--- DOCUMENT EXTRACT Enclosed Below ---
Back when he was in middle school in the early 1970s, his Ancient Greek teacher would often speak passionately about her experiences of traveling in Greece. When French Ambassador to Greece Christophe Chantepy took over his duties in the Greek capital, he referred to that memory.
“She would tell us about the olive trees waving like the sea beneath Delphi, the majesty of the Parthenon, the perfect marriage of land and sea. Mainly, she would tell us about Greek hospitality and the Greek spirit. My first trip, as soon as I got some money together, was to Greece. I was 20 years old, a student at university. And here I encountered everything that teacher had told us about,” he said six months ago, when he was first posted to Athens.
It was a sweet spring morning and we sipped coffee (French, of course) in one of the salons on the ground floor of the Merlin de Douai Mansion, the ambassadorial residence. It is the smallest and coziest reception area, adorned along one wall with handprinted Zuber & Cie wallpaper depicting a battle between the Greeks and the Turks in front of the Temple of Olympian Zeus during the War of Independence.
--- End of Enclosed DOCUMENT EXTRACT ---
--- RECORDS SHOWN Enclosed Below ---
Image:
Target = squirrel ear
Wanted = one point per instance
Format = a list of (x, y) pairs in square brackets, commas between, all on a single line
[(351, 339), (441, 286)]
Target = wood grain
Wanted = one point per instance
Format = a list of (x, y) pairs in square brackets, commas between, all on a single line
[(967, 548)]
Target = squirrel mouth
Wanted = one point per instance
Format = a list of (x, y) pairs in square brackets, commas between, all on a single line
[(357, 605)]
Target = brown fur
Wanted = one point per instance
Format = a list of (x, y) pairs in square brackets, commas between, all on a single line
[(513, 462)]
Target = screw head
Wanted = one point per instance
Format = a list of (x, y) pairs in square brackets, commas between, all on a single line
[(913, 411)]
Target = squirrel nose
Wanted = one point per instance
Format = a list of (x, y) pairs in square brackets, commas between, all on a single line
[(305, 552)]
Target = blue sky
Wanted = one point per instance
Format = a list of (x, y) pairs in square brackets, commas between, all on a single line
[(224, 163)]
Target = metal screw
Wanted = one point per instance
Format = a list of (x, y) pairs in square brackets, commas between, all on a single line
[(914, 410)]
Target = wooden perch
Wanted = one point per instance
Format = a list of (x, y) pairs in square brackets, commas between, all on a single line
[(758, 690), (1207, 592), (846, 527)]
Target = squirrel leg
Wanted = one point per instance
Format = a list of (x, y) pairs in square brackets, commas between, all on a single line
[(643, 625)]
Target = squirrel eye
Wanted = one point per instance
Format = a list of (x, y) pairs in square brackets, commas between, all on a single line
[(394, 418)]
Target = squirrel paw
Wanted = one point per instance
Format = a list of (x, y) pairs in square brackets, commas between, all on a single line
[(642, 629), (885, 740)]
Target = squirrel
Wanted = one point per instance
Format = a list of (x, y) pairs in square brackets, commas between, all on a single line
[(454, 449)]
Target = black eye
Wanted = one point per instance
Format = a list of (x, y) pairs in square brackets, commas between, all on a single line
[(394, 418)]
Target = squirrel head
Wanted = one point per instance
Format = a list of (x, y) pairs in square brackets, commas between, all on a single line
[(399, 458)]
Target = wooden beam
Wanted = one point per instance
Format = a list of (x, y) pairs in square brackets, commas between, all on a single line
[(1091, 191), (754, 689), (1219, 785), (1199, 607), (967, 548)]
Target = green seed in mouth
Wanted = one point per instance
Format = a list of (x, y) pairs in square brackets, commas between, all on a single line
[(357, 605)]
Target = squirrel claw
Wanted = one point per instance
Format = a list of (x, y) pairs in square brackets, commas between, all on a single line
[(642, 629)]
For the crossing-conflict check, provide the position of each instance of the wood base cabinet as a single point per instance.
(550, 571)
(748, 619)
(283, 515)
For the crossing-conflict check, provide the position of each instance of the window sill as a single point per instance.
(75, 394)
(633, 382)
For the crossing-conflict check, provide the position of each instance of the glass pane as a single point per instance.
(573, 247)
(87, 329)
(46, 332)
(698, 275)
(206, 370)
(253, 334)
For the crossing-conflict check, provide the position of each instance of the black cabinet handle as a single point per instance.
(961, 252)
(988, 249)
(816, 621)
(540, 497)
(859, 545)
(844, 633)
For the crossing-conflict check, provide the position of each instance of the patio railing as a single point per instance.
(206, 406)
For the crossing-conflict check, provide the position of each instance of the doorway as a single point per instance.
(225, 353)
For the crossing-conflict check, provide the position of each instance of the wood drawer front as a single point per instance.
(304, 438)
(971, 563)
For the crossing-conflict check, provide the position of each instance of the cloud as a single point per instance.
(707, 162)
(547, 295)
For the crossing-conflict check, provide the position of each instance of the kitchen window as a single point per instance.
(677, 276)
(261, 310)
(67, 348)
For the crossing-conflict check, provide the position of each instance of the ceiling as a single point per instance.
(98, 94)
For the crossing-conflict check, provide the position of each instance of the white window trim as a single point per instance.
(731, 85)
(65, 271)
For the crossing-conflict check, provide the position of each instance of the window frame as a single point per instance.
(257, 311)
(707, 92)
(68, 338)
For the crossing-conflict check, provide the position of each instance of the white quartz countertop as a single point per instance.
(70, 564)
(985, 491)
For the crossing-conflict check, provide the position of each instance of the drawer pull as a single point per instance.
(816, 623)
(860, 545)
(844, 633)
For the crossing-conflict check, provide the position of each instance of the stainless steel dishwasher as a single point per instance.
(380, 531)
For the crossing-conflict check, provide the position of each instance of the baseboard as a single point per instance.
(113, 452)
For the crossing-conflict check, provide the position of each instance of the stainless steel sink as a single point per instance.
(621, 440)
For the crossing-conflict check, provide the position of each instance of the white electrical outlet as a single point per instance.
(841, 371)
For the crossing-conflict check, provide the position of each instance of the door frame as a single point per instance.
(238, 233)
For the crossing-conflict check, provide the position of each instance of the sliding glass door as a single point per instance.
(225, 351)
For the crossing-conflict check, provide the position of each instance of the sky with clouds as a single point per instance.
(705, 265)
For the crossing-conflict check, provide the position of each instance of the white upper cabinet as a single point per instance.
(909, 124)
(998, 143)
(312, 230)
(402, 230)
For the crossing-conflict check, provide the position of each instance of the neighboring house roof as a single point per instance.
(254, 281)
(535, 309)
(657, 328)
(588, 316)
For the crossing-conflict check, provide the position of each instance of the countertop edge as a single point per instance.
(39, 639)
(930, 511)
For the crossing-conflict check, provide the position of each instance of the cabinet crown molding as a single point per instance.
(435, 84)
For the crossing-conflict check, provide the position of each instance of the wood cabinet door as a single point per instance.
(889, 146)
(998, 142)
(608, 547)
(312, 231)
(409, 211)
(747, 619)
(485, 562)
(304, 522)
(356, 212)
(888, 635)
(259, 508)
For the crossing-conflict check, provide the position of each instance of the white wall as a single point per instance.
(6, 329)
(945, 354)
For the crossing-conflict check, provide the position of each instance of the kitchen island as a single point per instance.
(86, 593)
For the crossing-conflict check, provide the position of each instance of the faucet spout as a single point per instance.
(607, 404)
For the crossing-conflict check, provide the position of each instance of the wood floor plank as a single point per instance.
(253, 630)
--- End of Enclosed RECORDS SHOWN ---
▸ TASK LIST:
• A. In the ambassador profile, how old was Chantepy when he first traveled to Greece?
• B. Carry on with the ambassador profile from its final sentence.
The items have no part in this work.

▸ ANSWERS:
• A. He was 20 years old, a university student.

• B.
The topic of conversation in our meeting was not about art, however, but about gastronomy. “Finally! A subject less complicated than those in the news,” said the French ambassador. Our meeting was occasioned by “Gout de / Good France,” an institution established last year by celebrity chef Alain Ducasse and the French Ministry of Foreign Affairs and International Development, aimed at promoting the French lifestyle and local products, as well as France as a tourism destination.
Following in the footsteps of Auguste Escoffier's “Epicurian Dinners” – an initiative established in 1912 whereby the same menu would be served on the same day in many different cities around the world to as many diners as possible – “Gout de / Good France” was held on March 21 and brought together more than 1,500 chefs on all five continents and in 150 French embassies.
What impressed me most about my meeting, however, was witnessing Chantepy's love of food, a passion that dates back to his childhood in Saint-Etienne, a town some 60 kilometers southwest of Lyon in central France.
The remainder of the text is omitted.